* **WRITTEN INSTRUCTION**
Quote all of the data exactly as given. Skip every picture it contains.

* **RECORDED DATA**
▬▬▬▬▬▬▬▬▬▬
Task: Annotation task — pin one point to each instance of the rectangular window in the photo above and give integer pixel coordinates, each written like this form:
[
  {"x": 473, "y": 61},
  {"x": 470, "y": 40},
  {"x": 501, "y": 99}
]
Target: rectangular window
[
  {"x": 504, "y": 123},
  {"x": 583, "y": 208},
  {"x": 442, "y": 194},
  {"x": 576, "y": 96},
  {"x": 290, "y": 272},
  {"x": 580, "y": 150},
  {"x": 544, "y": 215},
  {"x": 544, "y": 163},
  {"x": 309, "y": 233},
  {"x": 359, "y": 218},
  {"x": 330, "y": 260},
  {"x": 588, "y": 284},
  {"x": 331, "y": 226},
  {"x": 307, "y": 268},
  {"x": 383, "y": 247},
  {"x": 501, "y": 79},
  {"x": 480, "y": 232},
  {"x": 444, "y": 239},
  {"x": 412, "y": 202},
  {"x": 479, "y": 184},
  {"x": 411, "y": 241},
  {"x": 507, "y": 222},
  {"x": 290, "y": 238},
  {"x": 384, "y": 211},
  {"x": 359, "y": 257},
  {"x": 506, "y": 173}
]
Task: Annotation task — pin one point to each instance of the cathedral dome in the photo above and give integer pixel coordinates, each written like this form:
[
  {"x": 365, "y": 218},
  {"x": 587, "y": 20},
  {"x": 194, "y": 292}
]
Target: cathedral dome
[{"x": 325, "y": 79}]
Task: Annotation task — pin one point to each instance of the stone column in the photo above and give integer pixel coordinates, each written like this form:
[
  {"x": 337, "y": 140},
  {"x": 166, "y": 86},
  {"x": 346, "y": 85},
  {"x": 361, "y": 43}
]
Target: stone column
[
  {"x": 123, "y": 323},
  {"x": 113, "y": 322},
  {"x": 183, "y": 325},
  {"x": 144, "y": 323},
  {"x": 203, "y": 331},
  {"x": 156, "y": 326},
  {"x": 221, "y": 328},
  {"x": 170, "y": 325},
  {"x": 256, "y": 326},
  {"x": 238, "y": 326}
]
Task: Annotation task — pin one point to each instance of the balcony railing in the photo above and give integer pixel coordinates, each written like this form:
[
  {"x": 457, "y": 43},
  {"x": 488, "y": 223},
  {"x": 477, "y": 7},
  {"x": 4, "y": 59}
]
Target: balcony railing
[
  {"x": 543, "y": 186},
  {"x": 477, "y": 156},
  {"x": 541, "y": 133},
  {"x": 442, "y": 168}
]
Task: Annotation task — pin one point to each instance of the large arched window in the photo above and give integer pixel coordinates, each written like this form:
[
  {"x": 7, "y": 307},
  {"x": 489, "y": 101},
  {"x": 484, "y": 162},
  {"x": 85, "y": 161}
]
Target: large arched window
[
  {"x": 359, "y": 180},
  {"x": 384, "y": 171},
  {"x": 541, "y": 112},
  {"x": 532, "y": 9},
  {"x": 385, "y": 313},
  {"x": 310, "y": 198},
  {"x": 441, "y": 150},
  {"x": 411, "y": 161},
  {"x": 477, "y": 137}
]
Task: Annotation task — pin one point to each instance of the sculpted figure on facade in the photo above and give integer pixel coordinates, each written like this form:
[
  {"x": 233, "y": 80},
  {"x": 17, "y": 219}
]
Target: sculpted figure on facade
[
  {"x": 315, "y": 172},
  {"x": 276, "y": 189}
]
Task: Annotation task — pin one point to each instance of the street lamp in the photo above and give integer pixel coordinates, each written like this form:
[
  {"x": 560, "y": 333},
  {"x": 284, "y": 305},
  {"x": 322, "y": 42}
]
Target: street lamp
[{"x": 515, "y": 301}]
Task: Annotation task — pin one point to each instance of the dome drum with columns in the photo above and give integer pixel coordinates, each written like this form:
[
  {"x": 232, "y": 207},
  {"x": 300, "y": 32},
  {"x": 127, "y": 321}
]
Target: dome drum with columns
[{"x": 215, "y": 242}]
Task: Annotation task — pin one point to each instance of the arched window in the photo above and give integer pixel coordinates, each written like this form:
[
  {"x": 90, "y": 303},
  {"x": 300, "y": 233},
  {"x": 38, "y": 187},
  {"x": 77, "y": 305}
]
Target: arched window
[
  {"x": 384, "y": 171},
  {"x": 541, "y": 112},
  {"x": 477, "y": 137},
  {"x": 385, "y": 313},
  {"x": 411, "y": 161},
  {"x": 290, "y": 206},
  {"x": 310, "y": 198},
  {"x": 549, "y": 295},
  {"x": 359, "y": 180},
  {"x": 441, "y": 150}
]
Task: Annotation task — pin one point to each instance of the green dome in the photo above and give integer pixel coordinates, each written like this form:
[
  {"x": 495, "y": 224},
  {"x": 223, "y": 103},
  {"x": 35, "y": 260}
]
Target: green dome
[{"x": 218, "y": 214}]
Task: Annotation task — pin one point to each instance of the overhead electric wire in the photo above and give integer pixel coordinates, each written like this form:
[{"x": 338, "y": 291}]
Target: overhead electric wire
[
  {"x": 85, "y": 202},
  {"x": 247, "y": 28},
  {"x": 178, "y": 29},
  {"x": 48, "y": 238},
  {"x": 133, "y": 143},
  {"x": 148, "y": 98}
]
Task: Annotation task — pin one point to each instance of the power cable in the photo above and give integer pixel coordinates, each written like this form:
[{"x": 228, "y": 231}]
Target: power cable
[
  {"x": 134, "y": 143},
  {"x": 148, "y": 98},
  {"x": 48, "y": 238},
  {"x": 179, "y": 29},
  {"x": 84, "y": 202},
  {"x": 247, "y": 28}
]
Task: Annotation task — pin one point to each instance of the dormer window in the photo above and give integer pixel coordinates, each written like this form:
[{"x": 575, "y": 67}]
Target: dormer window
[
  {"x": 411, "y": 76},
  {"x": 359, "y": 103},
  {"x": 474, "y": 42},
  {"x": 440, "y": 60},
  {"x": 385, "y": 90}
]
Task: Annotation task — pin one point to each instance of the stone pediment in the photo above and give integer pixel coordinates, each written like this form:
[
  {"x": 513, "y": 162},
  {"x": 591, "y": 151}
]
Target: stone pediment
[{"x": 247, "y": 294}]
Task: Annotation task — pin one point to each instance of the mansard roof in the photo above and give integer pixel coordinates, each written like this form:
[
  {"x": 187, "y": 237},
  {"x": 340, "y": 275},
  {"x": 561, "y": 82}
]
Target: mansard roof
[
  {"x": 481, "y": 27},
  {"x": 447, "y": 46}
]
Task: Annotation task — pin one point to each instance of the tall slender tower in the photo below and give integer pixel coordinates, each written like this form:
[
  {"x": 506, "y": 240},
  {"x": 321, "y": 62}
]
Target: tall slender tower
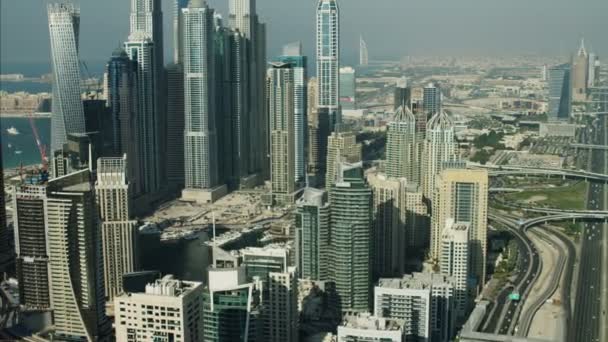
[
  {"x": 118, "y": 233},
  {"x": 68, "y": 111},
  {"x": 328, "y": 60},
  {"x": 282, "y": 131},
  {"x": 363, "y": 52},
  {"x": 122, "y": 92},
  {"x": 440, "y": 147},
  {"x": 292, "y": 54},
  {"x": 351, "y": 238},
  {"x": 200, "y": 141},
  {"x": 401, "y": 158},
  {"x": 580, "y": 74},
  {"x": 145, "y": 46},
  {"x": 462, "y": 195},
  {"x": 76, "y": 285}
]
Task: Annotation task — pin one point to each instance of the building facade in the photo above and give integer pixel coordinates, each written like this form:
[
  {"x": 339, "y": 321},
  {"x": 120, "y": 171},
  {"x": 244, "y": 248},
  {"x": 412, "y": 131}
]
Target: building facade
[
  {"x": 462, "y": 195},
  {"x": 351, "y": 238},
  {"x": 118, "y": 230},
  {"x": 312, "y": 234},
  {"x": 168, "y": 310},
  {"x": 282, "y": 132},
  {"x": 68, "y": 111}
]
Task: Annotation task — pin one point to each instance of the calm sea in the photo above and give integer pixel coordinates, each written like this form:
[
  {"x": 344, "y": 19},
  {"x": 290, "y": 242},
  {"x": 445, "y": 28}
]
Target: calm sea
▬▬▬▬▬▬▬▬▬▬
* **RESPONSE TO THIS TASK**
Task: Annotation task — pin one point to each instance of the rectangular window in the photo above and give integer pixel coordinates, each written like this form:
[
  {"x": 473, "y": 61},
  {"x": 470, "y": 40},
  {"x": 501, "y": 99}
]
Target: rectangular window
[
  {"x": 504, "y": 123},
  {"x": 583, "y": 208},
  {"x": 442, "y": 194},
  {"x": 576, "y": 96},
  {"x": 290, "y": 272},
  {"x": 580, "y": 150},
  {"x": 544, "y": 215},
  {"x": 544, "y": 163},
  {"x": 309, "y": 233},
  {"x": 359, "y": 218},
  {"x": 330, "y": 260},
  {"x": 588, "y": 284},
  {"x": 331, "y": 226},
  {"x": 307, "y": 268},
  {"x": 383, "y": 247},
  {"x": 501, "y": 79},
  {"x": 480, "y": 232},
  {"x": 444, "y": 239},
  {"x": 412, "y": 202},
  {"x": 479, "y": 184},
  {"x": 411, "y": 241},
  {"x": 507, "y": 222},
  {"x": 290, "y": 238},
  {"x": 384, "y": 211},
  {"x": 359, "y": 257},
  {"x": 506, "y": 173}
]
Task: Annotation task — pin one point to each instance of the cathedral dome in the photo above and give integer pixel coordinates, each written like this form:
[
  {"x": 365, "y": 218},
  {"x": 587, "y": 20},
  {"x": 194, "y": 292}
]
Target: cathedral dome
[{"x": 325, "y": 79}]
Task: Annotation task — pin one point to each instance of the stone column in the photo above and give integer pixel coordinates, each written like this form:
[
  {"x": 337, "y": 140},
  {"x": 166, "y": 86},
  {"x": 346, "y": 85},
  {"x": 361, "y": 43}
]
Target: stone column
[
  {"x": 123, "y": 323},
  {"x": 113, "y": 322},
  {"x": 183, "y": 325},
  {"x": 144, "y": 323},
  {"x": 203, "y": 331},
  {"x": 156, "y": 326},
  {"x": 221, "y": 328},
  {"x": 170, "y": 325},
  {"x": 256, "y": 326},
  {"x": 238, "y": 326}
]
Task: Annotation task — pin one point to each instance of the balcony railing in the photo above and give integer pixel coordinates, each written like this form:
[
  {"x": 457, "y": 43},
  {"x": 488, "y": 223},
  {"x": 477, "y": 7},
  {"x": 4, "y": 59}
]
Target: balcony railing
[
  {"x": 543, "y": 186},
  {"x": 477, "y": 156},
  {"x": 541, "y": 133},
  {"x": 442, "y": 168}
]
Task: Annotation task — pin one point to each instance of the large arched window in the photo above and give integer pixel coordinates, each written like this form:
[
  {"x": 7, "y": 307},
  {"x": 489, "y": 101},
  {"x": 484, "y": 162},
  {"x": 85, "y": 161}
]
Target: large arched window
[
  {"x": 359, "y": 180},
  {"x": 384, "y": 171},
  {"x": 541, "y": 112},
  {"x": 532, "y": 9},
  {"x": 385, "y": 313},
  {"x": 310, "y": 198},
  {"x": 441, "y": 150},
  {"x": 411, "y": 161},
  {"x": 477, "y": 137}
]
Task: Annotation task — pin one point to each instance of the sculpted figure on facade in the photo above and give integer pixel coordinates, each written like this form:
[
  {"x": 233, "y": 80},
  {"x": 17, "y": 219}
]
Target: sculpted figure on facade
[
  {"x": 315, "y": 172},
  {"x": 276, "y": 189}
]
Task: Annotation task — pin one point to each instance of the street lamp in the photo above and give integer pixel coordinates, each written like this form:
[
  {"x": 560, "y": 333},
  {"x": 284, "y": 305},
  {"x": 322, "y": 42}
]
Target: street lamp
[{"x": 515, "y": 301}]
Task: Annotation task — pin one point to each instance of the dome drum with columns in the photo above and give integer pixel coordinates, each written like this form:
[
  {"x": 232, "y": 207},
  {"x": 300, "y": 32},
  {"x": 127, "y": 321}
]
Target: dome drum with columns
[{"x": 215, "y": 242}]
Task: Annotation task — pin one point to each instance of the arched window in the photo above and give integer pixel coordinates, each written like this form:
[
  {"x": 90, "y": 303},
  {"x": 300, "y": 233},
  {"x": 38, "y": 187},
  {"x": 77, "y": 305}
]
Target: arched window
[
  {"x": 384, "y": 171},
  {"x": 541, "y": 112},
  {"x": 477, "y": 137},
  {"x": 385, "y": 313},
  {"x": 411, "y": 161},
  {"x": 290, "y": 206},
  {"x": 310, "y": 198},
  {"x": 549, "y": 295},
  {"x": 359, "y": 180},
  {"x": 441, "y": 150}
]
Task: Annotation task — pin one point to each instance of the green dome in the photo above and give integer pixel coordinates, each written like this form:
[
  {"x": 495, "y": 224},
  {"x": 223, "y": 103},
  {"x": 35, "y": 260}
]
Target: green dome
[{"x": 218, "y": 214}]
Task: Annotation task — pin one point to each instance of the overhead electric wire in the photo above and give integer pixel coordinates, each written like this form:
[{"x": 338, "y": 291}]
Target: overhead electric wire
[
  {"x": 85, "y": 202},
  {"x": 247, "y": 28},
  {"x": 178, "y": 29},
  {"x": 48, "y": 238},
  {"x": 133, "y": 143},
  {"x": 148, "y": 98}
]
Task: Annotation task — pin one point to each instance of the power cable in the photo above and give integer pixel coordinates, each written like this form:
[{"x": 228, "y": 231}]
Target: power cable
[
  {"x": 134, "y": 143},
  {"x": 148, "y": 98},
  {"x": 48, "y": 238},
  {"x": 179, "y": 29},
  {"x": 84, "y": 202},
  {"x": 247, "y": 28}
]
Task: Annotation task — pin one point to each instance of the dormer window in the photo above and give integer pixel coordinates, each written like this form:
[{"x": 575, "y": 67}]
Target: dormer window
[
  {"x": 411, "y": 76},
  {"x": 359, "y": 103},
  {"x": 474, "y": 42},
  {"x": 440, "y": 60},
  {"x": 385, "y": 90}
]
Task: Annotation task — pin one point to each instance of the stone pediment in the photo above and give integer pixel coordinates, each written like this form:
[
  {"x": 513, "y": 162},
  {"x": 591, "y": 151}
]
Target: stone pediment
[{"x": 247, "y": 294}]
Task: Annotation task — pin one point to each instance of the mansard roof in the photo above and give integer pixel coordinates, each written like this form:
[
  {"x": 187, "y": 237},
  {"x": 340, "y": 275},
  {"x": 561, "y": 82}
]
Target: mansard roof
[
  {"x": 481, "y": 27},
  {"x": 447, "y": 46}
]
Task: Annotation task — pin one point to each instance of the tall slender tower in the photo below and give integer pixel coordinates, each written like this form:
[
  {"x": 506, "y": 240},
  {"x": 321, "y": 62}
]
Target: tall slender tower
[
  {"x": 118, "y": 233},
  {"x": 68, "y": 111},
  {"x": 328, "y": 60},
  {"x": 282, "y": 131},
  {"x": 363, "y": 52},
  {"x": 122, "y": 92},
  {"x": 440, "y": 147},
  {"x": 292, "y": 54},
  {"x": 351, "y": 238},
  {"x": 200, "y": 141},
  {"x": 401, "y": 158},
  {"x": 580, "y": 74},
  {"x": 145, "y": 46},
  {"x": 462, "y": 195},
  {"x": 76, "y": 285}
]
Task: Annotation task — pin one point to each instance of the building facade in the photo above and give integer pixel coordinates, each written like this form:
[
  {"x": 339, "y": 321},
  {"x": 120, "y": 171},
  {"x": 244, "y": 248},
  {"x": 412, "y": 131}
]
Target: building facade
[
  {"x": 462, "y": 195},
  {"x": 351, "y": 238},
  {"x": 118, "y": 230},
  {"x": 312, "y": 234},
  {"x": 168, "y": 310},
  {"x": 282, "y": 132},
  {"x": 68, "y": 111}
]
Task: Annotation task — pin one point to each instance of the calm sea in the photo above and give integer pixel coordinates, each written like this form:
[
  {"x": 344, "y": 19},
  {"x": 290, "y": 242},
  {"x": 445, "y": 28}
]
Target: calm sea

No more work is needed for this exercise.